:: TRY IT ::
Each entry must be output exactly as it appears.

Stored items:
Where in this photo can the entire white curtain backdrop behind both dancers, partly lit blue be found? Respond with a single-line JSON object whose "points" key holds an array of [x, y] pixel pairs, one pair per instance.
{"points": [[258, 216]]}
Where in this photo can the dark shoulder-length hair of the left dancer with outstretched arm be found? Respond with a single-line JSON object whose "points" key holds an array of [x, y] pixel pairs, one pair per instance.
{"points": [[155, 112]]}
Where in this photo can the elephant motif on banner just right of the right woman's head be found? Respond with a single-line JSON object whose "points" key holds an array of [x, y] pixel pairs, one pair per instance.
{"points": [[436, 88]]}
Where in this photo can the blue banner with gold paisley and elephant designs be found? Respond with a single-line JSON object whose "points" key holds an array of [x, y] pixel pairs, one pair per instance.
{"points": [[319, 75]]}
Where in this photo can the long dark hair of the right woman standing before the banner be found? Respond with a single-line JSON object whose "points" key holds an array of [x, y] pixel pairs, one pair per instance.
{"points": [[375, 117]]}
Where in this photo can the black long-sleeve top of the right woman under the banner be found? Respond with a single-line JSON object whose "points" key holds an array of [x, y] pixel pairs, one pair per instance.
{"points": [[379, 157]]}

:: WRITTEN ANSWER ::
Where in this photo can the entire white curtain backdrop behind both dancers, partly lit blue be found? Respond with a single-line JSON object whose "points" key holds an array of [x, y] pixel pairs, one pair per instance.
{"points": [[258, 216]]}
Where in this photo can the dark shoulder-length hair of the left dancer with outstretched arm be found? Respond with a single-line JSON object whose "points" key holds an array of [x, y] pixel pairs, one pair per instance.
{"points": [[155, 112]]}
Where in this photo can the elephant motif on banner just right of the right woman's head be found? Respond with a single-line JSON object whose "points" key holds an array of [x, y] pixel pairs, one pair per instance.
{"points": [[436, 88]]}
Where in this photo can the blue banner with gold paisley and elephant designs be found? Respond with a single-line JSON object whose "points" key holds an array of [x, y] pixel pairs, one pair per instance.
{"points": [[319, 75]]}
Where in this photo can the long dark hair of the right woman standing before the banner be found? Respond with a single-line JSON object whose "points" key holds an array of [x, y] pixel pairs, one pair per instance.
{"points": [[375, 117]]}
Where in this photo can the black long-sleeve top of the right woman under the banner be found? Respond with a single-line JSON object whose "points" key holds an array of [x, y] pixel pairs, one pair per instance.
{"points": [[379, 157]]}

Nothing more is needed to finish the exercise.